### What needs to be done
Write out all of the records, keeping each one exactly as written.

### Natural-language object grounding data
________________

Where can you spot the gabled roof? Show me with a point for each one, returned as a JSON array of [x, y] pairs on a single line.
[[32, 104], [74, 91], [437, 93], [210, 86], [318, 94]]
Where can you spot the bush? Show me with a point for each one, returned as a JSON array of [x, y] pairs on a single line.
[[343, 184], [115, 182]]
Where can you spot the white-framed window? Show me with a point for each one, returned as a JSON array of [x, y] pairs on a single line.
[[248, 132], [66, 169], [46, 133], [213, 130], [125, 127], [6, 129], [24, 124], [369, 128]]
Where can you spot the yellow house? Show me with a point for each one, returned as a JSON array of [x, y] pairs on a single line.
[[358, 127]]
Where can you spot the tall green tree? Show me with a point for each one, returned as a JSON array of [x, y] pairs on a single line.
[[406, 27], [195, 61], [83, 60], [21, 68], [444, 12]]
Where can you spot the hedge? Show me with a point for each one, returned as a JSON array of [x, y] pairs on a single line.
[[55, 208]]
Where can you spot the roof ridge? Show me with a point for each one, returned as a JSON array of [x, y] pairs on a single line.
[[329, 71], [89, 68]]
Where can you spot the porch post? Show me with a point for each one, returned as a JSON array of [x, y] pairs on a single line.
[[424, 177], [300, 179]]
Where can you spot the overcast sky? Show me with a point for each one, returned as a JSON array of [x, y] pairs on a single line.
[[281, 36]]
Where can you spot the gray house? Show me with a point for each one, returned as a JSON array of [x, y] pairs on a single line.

________________

### Exercise response
Where can you spot the gabled roof? Show me with a point for each one, returned as a JSON array of [x, y] pairs on a single line.
[[32, 104], [74, 91], [437, 93], [210, 86], [318, 94]]
Where can you spot the bush? Show me with a point for each one, returned as a JSON array of [x, y] pairs on a single line.
[[343, 184], [115, 182]]
Where can you spot the white-framed window? Show me with a point for each one, returned as a JSON array of [x, y] pairs on a single line.
[[248, 132], [66, 169], [46, 133], [213, 130], [125, 127], [6, 129], [24, 124], [369, 128]]
Where can you spot the yellow house? Show me with a point for each one, returned as a JSON array of [x, y] pairs on a single line.
[[358, 127]]
Where can you spot the tall green tree? Show me with a point for each one, returned as a JSON array of [x, y] pairs on a single line.
[[406, 27], [195, 61], [83, 60], [21, 68], [444, 12]]
Where can you spot the hedge? Show me with a point for each one, returned as a JSON array of [x, y] pairs on a single line.
[[55, 208]]
Where can you spot the roof ridge? Show me with a point for each one, returned as a JSON array of [x, y] pairs on a single line.
[[329, 71], [89, 68]]
Where can you spot the porch post? Show me with a point for each one, returned as a JSON array of [x, y] pairs on a single line.
[[424, 177], [300, 179]]
Where can you spot the overcast sky? Show me with a point for each one, returned as a JSON array of [x, y] pairs on a single line.
[[281, 36]]
Where can you spot the gray house? Show me with a point for each one, returned as a JSON array of [x, y] pairs on a single line.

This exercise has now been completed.